• STUDY MATERIAL
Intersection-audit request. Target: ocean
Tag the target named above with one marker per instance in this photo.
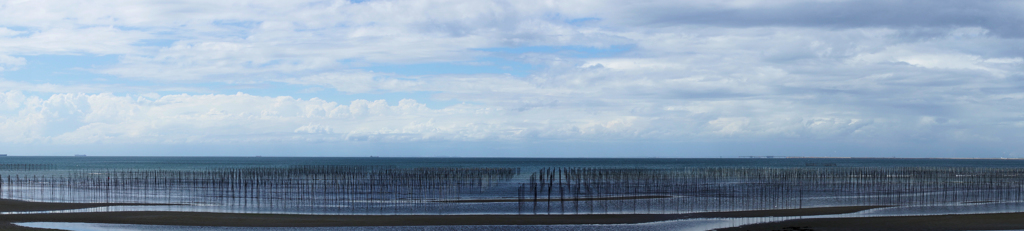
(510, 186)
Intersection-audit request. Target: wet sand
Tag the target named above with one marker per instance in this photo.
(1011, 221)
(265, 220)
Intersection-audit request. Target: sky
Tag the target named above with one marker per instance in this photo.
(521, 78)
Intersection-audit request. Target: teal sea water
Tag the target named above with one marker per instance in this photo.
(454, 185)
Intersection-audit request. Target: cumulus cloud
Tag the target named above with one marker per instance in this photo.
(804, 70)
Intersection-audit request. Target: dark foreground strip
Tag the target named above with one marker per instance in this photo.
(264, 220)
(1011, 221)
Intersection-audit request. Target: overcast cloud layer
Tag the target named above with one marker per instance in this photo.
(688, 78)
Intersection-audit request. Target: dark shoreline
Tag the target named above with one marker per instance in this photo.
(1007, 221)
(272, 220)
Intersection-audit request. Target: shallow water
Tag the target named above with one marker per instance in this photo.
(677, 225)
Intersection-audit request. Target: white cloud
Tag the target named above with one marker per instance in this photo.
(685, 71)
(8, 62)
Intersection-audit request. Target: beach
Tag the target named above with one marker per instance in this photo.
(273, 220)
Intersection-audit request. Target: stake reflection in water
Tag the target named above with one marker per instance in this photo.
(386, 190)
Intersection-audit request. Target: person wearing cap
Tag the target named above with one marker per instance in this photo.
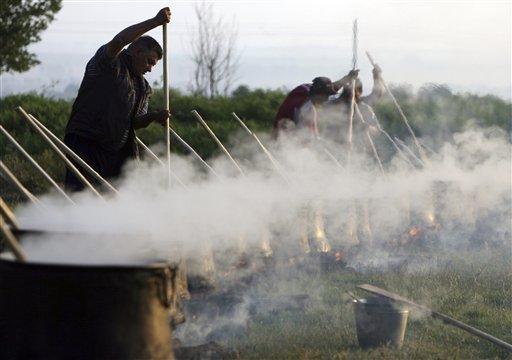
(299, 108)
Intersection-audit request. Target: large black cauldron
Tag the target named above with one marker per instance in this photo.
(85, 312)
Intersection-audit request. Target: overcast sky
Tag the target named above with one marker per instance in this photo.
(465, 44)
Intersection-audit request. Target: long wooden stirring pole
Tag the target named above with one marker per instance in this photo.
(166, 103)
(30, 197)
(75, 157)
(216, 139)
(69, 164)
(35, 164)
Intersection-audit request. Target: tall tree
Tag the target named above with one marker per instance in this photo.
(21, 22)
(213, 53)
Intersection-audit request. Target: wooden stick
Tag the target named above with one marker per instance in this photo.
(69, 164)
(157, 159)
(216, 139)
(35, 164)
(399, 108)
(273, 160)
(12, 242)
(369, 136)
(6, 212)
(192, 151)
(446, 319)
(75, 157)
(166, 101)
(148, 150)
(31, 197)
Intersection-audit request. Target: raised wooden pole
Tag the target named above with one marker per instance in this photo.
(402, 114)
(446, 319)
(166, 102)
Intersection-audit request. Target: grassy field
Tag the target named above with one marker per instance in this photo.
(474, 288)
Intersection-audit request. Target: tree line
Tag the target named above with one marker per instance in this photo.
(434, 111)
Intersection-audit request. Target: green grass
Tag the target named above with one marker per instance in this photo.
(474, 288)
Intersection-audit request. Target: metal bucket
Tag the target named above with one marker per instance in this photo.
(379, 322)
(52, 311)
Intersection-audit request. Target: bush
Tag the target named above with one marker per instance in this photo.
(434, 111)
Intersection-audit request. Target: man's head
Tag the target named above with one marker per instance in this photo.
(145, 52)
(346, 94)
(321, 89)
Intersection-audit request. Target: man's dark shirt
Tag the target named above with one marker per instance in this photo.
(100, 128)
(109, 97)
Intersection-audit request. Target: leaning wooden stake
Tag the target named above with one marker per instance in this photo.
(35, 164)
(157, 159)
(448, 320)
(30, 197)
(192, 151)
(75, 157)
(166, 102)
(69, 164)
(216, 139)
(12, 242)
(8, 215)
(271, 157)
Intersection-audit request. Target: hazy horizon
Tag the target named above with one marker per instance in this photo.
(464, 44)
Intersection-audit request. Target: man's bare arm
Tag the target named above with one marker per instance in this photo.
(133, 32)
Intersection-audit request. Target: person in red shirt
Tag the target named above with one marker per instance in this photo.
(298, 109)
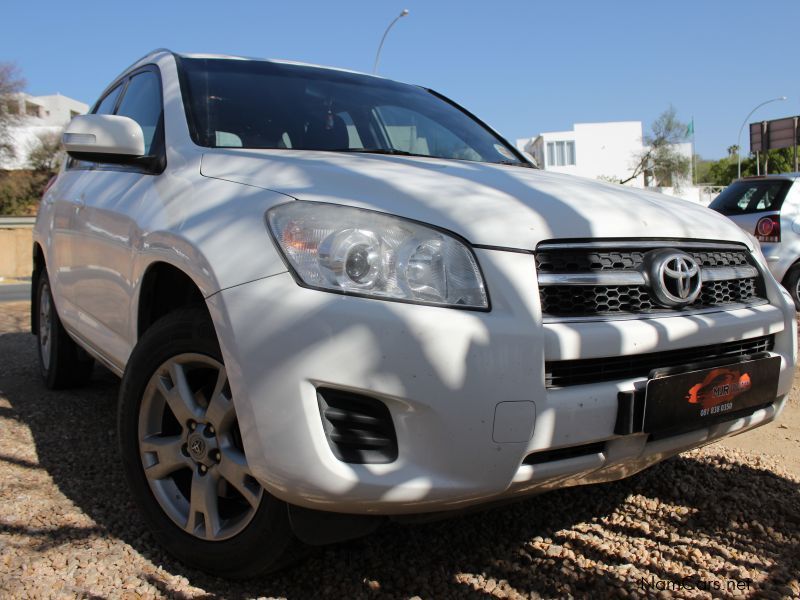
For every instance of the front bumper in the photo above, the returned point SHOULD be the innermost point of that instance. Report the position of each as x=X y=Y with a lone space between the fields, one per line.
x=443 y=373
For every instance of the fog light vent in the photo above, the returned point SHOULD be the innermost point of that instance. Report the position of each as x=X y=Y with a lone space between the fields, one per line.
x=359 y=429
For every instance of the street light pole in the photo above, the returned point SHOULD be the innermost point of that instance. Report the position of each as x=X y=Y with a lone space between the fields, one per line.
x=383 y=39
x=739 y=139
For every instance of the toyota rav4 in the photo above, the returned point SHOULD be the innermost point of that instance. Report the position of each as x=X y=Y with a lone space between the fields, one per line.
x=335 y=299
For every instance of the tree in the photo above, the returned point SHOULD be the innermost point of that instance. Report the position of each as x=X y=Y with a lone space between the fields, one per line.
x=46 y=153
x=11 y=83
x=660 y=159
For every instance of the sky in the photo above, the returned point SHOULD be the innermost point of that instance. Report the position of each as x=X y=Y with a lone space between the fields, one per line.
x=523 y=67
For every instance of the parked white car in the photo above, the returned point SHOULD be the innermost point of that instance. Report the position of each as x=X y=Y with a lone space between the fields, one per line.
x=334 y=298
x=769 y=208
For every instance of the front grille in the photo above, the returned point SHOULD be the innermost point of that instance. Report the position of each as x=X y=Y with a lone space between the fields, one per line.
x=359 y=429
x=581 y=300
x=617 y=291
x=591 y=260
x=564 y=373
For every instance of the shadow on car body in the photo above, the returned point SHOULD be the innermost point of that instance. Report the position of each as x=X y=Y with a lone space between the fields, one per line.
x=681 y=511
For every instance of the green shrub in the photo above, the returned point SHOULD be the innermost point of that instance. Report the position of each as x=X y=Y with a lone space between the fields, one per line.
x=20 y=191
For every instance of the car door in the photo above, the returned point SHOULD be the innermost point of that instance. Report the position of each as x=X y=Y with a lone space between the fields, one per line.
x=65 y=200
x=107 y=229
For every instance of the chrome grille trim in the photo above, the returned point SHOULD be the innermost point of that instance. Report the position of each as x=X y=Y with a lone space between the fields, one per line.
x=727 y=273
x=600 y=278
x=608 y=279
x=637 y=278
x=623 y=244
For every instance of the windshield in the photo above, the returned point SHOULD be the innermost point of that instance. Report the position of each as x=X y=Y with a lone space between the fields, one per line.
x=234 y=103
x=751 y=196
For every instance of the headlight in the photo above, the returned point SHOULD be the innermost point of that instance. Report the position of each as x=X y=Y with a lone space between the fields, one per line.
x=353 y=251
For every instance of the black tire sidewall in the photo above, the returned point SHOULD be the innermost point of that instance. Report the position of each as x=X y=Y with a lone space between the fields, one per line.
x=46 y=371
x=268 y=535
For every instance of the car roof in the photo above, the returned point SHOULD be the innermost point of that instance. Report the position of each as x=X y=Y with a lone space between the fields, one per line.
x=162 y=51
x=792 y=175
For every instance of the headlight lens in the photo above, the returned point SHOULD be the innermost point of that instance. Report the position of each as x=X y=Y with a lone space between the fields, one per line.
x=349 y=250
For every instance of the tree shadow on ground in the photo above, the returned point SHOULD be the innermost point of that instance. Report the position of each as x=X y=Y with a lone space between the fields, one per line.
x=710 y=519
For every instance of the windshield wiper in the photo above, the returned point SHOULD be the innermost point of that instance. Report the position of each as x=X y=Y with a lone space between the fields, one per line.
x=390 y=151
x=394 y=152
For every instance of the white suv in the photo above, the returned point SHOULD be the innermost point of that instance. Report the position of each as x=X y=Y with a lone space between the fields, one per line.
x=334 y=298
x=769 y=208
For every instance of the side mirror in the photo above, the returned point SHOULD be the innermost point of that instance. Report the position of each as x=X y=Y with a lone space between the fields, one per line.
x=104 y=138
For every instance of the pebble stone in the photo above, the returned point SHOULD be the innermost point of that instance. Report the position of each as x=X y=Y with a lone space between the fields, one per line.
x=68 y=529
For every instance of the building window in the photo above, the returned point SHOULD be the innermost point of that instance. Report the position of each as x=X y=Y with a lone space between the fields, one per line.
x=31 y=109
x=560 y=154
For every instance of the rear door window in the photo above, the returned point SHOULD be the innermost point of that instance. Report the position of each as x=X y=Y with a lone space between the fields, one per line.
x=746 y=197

---

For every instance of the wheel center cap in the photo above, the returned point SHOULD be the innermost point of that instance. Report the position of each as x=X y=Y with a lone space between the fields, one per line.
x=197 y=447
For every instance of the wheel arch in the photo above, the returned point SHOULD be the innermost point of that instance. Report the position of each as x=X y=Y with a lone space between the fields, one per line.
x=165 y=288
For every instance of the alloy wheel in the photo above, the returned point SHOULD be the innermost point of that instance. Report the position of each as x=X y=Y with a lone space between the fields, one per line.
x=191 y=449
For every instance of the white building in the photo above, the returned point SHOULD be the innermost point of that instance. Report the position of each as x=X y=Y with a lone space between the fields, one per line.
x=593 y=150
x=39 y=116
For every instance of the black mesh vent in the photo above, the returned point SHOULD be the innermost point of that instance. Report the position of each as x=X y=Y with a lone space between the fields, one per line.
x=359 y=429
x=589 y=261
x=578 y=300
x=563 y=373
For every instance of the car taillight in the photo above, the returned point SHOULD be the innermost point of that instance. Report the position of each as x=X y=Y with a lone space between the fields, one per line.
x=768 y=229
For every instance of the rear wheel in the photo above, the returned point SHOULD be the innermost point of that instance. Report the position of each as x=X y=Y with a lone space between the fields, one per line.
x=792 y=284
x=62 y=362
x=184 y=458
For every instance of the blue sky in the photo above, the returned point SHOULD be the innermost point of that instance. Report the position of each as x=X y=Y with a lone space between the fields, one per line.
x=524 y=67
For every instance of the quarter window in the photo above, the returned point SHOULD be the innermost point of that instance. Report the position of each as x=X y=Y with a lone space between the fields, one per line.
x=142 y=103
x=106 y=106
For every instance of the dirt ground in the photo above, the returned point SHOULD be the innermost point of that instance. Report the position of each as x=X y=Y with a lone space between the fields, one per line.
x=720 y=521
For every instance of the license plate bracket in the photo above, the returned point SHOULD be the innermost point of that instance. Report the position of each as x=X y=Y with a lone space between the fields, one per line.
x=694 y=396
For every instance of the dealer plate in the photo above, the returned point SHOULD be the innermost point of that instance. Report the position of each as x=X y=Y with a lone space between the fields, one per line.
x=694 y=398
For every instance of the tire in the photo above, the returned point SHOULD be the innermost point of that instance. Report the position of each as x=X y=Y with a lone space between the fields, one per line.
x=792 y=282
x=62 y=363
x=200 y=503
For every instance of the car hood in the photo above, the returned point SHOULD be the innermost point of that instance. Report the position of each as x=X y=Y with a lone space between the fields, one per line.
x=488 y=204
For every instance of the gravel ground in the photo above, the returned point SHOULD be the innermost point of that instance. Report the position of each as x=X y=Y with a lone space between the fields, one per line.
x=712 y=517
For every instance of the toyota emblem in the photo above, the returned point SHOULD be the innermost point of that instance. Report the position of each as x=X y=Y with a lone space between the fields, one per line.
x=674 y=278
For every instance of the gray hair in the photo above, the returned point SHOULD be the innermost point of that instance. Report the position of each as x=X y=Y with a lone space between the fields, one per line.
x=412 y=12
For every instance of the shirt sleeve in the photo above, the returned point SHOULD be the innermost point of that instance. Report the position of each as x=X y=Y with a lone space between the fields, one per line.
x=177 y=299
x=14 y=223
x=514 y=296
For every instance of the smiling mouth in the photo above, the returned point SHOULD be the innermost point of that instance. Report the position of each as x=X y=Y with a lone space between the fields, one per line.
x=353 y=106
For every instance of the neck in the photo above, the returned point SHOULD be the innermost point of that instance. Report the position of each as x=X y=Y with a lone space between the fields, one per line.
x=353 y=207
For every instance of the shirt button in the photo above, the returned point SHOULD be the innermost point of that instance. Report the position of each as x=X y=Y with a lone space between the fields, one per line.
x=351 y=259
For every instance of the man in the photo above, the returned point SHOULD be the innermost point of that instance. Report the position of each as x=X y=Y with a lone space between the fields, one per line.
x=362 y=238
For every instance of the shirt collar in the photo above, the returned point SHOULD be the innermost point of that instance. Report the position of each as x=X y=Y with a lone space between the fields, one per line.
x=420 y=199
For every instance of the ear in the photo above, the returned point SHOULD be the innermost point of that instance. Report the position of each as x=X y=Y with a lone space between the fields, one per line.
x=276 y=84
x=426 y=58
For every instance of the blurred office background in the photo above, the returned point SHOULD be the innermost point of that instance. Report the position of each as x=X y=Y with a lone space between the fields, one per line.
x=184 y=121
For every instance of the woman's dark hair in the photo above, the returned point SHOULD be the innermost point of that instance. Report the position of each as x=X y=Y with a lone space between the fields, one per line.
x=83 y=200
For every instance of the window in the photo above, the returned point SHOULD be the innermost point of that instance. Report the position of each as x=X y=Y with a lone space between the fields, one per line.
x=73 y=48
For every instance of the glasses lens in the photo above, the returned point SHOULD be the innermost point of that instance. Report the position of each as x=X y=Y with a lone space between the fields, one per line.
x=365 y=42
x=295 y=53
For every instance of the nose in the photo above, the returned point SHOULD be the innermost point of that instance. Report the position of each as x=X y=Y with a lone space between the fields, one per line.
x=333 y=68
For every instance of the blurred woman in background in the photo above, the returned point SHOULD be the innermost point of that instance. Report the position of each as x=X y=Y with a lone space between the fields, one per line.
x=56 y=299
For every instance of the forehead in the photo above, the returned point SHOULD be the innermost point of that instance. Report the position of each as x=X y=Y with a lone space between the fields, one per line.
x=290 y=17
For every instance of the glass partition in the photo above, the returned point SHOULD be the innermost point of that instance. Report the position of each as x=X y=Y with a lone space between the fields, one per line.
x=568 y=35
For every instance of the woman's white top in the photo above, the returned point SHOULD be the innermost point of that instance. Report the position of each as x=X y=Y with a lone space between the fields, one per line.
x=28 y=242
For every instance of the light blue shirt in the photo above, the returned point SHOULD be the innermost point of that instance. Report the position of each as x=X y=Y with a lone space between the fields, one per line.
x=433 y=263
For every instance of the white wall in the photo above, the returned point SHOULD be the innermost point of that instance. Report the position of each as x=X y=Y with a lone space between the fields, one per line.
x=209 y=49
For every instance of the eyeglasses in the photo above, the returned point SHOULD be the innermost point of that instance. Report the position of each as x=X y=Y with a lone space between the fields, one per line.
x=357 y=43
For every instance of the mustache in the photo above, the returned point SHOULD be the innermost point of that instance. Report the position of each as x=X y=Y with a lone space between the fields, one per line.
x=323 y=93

• WHAT YOU HAVE TO DO
Print exactly the lines of the listing above starting at the line containing "Intersection-audit request. Target: bush" and ending at the line containing "Intersection-audit request. Target: leaning", both included.

• EXPECTED OUTPUT
Intersection-audit request. Target: bush
Tag the target named above with one marker per instance in this photo.
(434, 111)
Intersection-audit request. Target: man's head
Tag the target named above with one marker per instance in this photo.
(145, 52)
(346, 94)
(321, 89)
Intersection-audit request. Target: man's dark shirt
Tag the target named above with one marker per instance in this photo.
(100, 128)
(109, 97)
Intersection-audit request. Target: leaning wooden stake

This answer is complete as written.